> Exercise data:
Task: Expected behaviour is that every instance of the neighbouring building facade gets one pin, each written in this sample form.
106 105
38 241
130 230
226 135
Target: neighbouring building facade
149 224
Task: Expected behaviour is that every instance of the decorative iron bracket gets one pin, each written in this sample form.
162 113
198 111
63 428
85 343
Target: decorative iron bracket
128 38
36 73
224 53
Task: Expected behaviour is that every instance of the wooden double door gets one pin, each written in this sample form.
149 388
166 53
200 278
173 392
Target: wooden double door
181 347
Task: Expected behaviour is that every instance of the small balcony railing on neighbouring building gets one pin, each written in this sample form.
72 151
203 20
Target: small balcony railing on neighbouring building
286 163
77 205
==
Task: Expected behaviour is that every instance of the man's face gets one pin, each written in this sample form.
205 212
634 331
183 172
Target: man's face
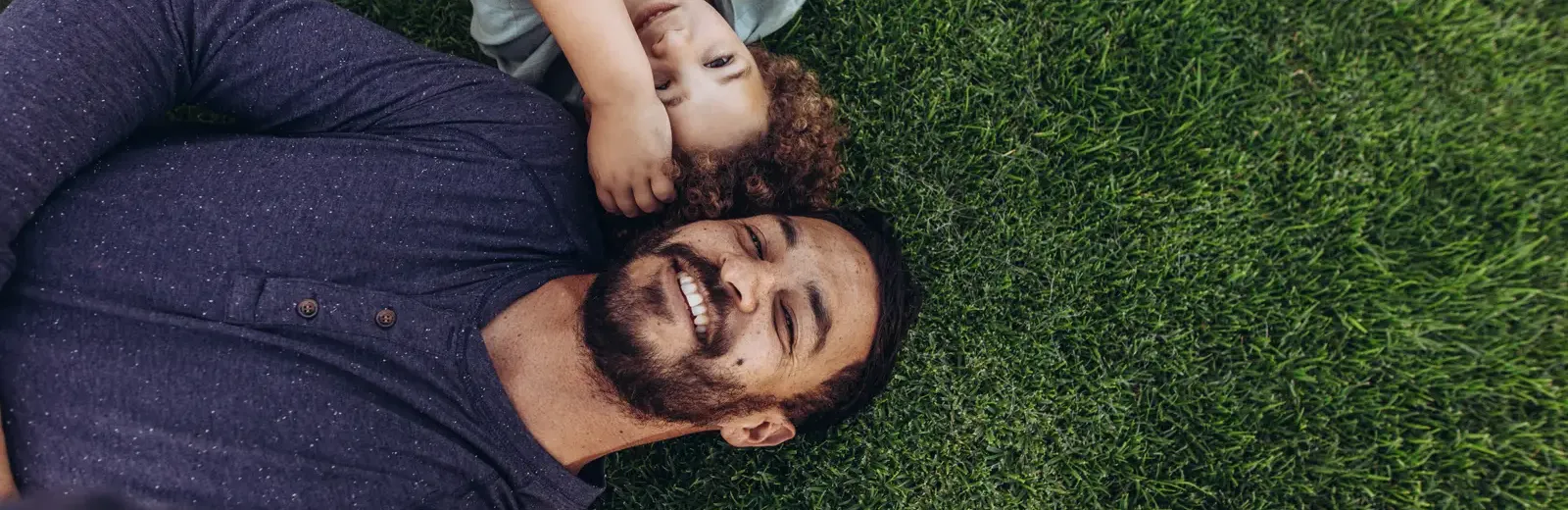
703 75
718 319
...
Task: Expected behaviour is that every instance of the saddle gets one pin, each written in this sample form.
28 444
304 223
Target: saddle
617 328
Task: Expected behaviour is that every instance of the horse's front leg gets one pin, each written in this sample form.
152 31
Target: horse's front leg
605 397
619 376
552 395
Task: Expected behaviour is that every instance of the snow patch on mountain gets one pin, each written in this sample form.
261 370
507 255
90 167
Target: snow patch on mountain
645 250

> Instructions for the task:
Select every line above that contains the word "form", and copy it.

> Solution below:
Task: Expected behaviour is that every instance of the neighbouring building facade gets one pin, each written in this sample form.
Task: Expected behaviour is that every instance of the decorative iron bracket gets one pin, each written in this sample form.
Task: Expected behaviour is that every instance of the wooden double door gets one pin, each written in this sample form.
Task: Expected behaviour is that every instance of the small balcony railing on neighbouring building gets one pin, each written in this sample form.
Task: Expected behaviour is that every instance of the man's face gets one pin, each written in this sample form.
Task: Expected behaviour is that every instance of the saddle gets one pin, each written in this sample form.
Task: Expected behaviour is that every instance of the horse's front leg gets one pin, each written in this sample form.
Task: Expected behaviour is that every instance of the snow patch on mountain gets one pin, each written in this sample form.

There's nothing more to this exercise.